### Text to read
○ ○ ○ ○

It is a heuristic, if not fictitious, story.
fictitious
/fĭk-tĭsh′əs/
Pertaining to or consisting of fiction; imaginatively produced or set forth; created by the imagination: as, a fictitious hero; fictitious literature.
Existing only in imagination; feigned; not true or real: as, a fictitious claim.
Counterfeit; false; not genuine.
As such, people of faith use the story to condition people’s behavior—plain and simple. Over the eons, the story has been refined and repeated so many times that it has become a central belief.
Why have people of faith bothered with the story so much? It is a very powerful tool to condition people.
The Fall of Man story has become central to the narrative of the human condition as spoken by people of faith. People who want to believe that the overall Creation, Fall, and Restoration narrative is fact or fiction do not care much about examining whether the chapter of the Fall of Man is fact or fiction. It just fits too well into their conceptions of how things are or ought to be.
It is just a matter of time before the Mother of Peace will advise that even the story of the Fall of Man is not fact but fiction and needs to be demoted from the teachings of her movement. She will say that the story of the Fall of Man was adapted to reach out to Christianity, as was the story of Cain and Abel. As she advised, the revision process is already underway. By now, the story of Jacob and Esau has already usurped the story of Cain and Abel. Not that I mind.
I hope that sooner than later, she will also admit that the Unification movement, begun by her late husband, started as a Pikachu movement.

○ ○ ○ ○

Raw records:
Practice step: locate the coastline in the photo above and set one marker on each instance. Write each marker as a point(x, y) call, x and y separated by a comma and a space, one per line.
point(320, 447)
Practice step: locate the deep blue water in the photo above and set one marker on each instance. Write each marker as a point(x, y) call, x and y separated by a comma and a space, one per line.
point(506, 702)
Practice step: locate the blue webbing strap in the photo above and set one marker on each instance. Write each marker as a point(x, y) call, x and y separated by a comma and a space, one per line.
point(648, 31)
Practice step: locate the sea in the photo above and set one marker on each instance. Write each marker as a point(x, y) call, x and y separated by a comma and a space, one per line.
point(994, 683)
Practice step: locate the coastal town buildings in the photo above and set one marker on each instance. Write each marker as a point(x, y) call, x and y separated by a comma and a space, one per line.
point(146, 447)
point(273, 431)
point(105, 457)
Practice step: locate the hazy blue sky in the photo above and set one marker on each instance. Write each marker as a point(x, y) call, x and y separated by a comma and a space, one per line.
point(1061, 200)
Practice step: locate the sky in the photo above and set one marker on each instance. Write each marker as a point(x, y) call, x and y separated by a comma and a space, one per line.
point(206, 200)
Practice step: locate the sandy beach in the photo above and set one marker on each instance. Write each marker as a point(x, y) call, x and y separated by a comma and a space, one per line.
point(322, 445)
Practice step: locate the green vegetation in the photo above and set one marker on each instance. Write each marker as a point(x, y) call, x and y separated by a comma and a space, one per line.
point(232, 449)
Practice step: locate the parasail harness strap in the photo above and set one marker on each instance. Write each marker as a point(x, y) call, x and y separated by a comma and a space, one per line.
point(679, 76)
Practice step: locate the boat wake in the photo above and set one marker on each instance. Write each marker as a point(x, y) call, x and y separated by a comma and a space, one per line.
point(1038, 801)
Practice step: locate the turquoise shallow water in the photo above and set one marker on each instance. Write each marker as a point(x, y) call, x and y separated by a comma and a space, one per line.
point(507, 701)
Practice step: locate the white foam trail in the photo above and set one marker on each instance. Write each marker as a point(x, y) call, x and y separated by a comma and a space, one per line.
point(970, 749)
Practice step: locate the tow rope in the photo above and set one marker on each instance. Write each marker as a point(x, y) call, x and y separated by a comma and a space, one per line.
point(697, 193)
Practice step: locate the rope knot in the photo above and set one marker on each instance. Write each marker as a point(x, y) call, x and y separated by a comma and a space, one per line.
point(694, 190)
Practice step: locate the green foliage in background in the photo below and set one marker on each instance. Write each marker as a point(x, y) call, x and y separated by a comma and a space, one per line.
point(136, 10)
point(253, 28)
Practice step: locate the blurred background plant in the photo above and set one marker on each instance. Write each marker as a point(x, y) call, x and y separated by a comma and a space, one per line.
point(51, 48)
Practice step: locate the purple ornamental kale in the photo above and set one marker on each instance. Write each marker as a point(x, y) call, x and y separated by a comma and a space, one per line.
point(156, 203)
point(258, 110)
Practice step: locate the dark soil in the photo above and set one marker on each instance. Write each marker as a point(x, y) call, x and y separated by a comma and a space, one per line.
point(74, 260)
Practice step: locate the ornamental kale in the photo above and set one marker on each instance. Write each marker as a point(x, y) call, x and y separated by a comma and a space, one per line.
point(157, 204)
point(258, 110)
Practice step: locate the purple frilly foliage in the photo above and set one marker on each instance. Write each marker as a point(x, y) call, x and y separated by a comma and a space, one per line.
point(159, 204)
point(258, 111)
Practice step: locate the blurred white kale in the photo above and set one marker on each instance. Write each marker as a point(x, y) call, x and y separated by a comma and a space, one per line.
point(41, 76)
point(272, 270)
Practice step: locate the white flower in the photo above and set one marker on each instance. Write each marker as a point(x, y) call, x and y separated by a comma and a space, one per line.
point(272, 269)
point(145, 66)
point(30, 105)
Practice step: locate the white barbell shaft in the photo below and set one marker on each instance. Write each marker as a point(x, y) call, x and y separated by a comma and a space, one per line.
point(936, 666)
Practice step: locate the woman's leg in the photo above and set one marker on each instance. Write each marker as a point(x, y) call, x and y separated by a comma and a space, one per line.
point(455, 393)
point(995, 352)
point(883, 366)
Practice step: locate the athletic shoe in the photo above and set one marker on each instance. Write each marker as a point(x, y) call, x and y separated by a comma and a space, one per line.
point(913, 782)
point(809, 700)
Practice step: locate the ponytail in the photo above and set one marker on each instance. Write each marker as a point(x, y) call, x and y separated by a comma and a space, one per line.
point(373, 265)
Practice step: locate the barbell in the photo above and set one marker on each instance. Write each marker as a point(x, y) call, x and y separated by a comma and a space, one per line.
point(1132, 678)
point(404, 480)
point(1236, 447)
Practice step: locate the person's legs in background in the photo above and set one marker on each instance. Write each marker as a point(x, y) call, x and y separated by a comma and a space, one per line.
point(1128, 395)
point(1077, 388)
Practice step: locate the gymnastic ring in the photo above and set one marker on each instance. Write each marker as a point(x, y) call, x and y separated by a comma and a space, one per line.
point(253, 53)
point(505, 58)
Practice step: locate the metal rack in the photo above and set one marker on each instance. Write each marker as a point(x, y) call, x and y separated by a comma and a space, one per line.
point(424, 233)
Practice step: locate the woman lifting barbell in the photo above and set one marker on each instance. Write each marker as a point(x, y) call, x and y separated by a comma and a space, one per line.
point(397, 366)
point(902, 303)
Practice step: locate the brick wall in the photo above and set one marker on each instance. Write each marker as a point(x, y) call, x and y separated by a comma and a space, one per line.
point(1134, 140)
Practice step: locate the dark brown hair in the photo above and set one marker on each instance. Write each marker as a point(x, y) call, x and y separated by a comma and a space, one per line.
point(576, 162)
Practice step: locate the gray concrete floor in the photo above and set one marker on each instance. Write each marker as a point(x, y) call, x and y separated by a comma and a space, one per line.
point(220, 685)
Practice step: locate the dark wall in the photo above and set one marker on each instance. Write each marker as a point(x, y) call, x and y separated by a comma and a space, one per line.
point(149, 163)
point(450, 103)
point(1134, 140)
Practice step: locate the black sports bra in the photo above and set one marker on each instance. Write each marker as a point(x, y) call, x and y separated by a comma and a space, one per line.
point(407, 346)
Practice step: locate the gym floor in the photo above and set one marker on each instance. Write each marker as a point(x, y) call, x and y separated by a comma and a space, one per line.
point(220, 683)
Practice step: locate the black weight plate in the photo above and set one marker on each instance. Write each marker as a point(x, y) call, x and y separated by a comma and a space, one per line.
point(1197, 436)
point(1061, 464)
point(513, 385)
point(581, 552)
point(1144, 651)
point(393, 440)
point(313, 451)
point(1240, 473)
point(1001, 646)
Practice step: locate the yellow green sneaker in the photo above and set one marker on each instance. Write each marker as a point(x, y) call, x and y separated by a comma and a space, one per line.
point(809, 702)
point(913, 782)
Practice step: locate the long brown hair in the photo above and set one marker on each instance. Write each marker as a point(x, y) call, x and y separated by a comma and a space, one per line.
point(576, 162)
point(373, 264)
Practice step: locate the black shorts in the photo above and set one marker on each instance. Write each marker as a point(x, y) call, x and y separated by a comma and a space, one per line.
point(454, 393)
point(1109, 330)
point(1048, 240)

○ ○ ○ ○

### Required task 1
In the piece on the Fall of Man story, which story is said to have already usurped the story of Cain and Abel?
### Required task 2
Summarize the piece on the Fall of Man story in two sentences.
### Required task 3
Please write the next few sentences of the piece on the Fall of Man story, picking up after its final line.
These records have no connection to the piece on the Fall of Man story.

### Result 1
The story of Jacob and Esau.

### Result 2
Refined and repeated over the eons, the Fall of Man story has become a central belief that people of faith use as a powerful tool to condition behavior. The writer expects the Mother of Peace to eventually advise that the story is fiction and should be demoted from her movement's teachings, a revision process she has said is already underway.

### Result 3
Now, what can replace the story of the Fall of Man? There isn’t a better short story. I wish there were because adolescents cannot yet grapple with the intricacies of psychoanalysis. When adolescents experience puberty, they are thrown into a new world and need guidance as to what is happening to them and how to cope within that new context. The story of the Fall of Man works rather well within the faith community to condition youth – for better or worse. Yes, not all stories are necessarily bad, even the fictitious ones. In that regard, the story of the Fall is a heuristic.
heuristic
A heuristic or heuristic technique (problem-solving, mental shortcut, rule of thumb) is an approach to problem-solving that employs a pragmatic method that is not fully optimized, perfected, or rationalized but is nevertheless “good enough” as an approximation or attribute substitution. Where finding an optimal solution is impossible or impractical, heuristic methods can be used to speed up the process of finding a satisfactory solution. Heuristics can be mental shortcuts that ease the cognitive load of making a decision.
Heuristic reasoning is often based on induction or analogy[.] […] Induction is the process of discovering general laws […] Induction tries to find regularity and coherence […] Its most conspicuous instruments are generalization, specialization, and analogy. […] Heuristic discusses human behavior in the face of problems […that have been] preserved in the wisdom of Proverbs.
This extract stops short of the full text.